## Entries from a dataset
►
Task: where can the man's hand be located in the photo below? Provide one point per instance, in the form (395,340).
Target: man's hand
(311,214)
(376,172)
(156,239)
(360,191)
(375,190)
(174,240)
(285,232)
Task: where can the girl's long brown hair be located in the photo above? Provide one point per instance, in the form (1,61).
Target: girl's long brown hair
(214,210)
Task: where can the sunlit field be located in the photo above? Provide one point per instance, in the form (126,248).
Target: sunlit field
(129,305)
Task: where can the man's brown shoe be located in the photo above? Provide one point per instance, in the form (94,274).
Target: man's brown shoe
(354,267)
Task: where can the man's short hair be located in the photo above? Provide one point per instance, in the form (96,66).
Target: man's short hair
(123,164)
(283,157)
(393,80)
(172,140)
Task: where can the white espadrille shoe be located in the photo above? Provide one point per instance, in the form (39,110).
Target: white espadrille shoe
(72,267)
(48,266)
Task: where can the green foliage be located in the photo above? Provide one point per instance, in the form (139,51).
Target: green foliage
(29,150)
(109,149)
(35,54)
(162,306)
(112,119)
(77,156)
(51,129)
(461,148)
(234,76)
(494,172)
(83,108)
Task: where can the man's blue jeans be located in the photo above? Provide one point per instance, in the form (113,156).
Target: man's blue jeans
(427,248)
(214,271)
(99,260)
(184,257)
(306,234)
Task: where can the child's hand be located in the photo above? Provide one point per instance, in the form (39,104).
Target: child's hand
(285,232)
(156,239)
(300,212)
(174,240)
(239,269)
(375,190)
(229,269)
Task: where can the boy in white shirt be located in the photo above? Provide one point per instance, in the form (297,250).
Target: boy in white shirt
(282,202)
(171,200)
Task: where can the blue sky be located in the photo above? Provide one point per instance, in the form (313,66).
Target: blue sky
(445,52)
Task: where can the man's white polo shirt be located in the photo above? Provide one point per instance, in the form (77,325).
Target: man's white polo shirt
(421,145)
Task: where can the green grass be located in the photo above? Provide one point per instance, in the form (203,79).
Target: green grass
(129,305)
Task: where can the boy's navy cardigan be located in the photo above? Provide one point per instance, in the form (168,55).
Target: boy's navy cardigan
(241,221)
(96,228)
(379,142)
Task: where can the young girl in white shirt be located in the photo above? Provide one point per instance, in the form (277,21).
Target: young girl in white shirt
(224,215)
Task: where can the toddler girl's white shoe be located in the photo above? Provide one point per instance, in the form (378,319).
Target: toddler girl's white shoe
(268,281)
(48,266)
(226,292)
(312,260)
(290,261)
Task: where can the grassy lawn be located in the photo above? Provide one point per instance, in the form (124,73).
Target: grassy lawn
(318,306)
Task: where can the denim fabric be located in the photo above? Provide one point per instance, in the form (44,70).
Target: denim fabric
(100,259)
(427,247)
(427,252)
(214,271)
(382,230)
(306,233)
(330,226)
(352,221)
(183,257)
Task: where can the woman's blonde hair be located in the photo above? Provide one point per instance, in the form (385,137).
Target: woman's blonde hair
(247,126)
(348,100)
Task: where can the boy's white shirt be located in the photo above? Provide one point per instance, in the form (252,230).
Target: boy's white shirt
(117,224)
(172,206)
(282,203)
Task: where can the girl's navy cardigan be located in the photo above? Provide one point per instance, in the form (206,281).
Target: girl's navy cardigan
◄
## Written request
Rewrite the stretch of records from the line containing "Task: where can the green grass" through the end of the records, including both ends, adding 69 to every coordinate in the answer points. Leave all other lines unchanged, including the sample points in the task lines.

## Complete output
Task: where can the green grass be located in the photo above? Provide one point per instance, in the form (203,79).
Target: green grass
(198,374)
Task: where can the boy's navy cardigan be located in the photo above? Provide one point per instance, in the form (168,55).
Target: boy's navy cardigan
(310,290)
(165,297)
(448,211)
Task: where can the young girl in white shirt be located in the photo above? Provide one point per instance, in the form (277,21).
Target: young girl in white shirt
(293,284)
Task: where can the toddler girl's white shoe be located in the photo above? Provide one point per instance, in the form (378,319).
Target: toddler girl's white shoe
(337,350)
(117,335)
(295,361)
(381,329)
(359,330)
Task: where can the grassy lawn be located in the photo above? Provide one point per instance, in the form (124,73).
Target: grassy lawn
(387,375)
Task: where can the denim fabric be located in the photo above? Provide one point per instance, in the form (44,70).
Target: denim fabric
(169,328)
(496,316)
(496,321)
(283,340)
(451,299)
(375,302)
(399,295)
(421,290)
(252,326)
Task: where can the woman's blonde hair be located in the photo above? Provide one point per instance, in the form (385,137).
Target: woman's blonde hair
(316,195)
(417,169)
Task: where can the boy's white shirt be located in the photo above? Provide one point per instance, in the form (252,230).
Target: boy's white shirt
(186,293)
(241,275)
(351,272)
Task: where can the girl's navy cardigan be located in the photo above? Provide one point per instance, in the form (206,281).
Target: girl's navy cardigan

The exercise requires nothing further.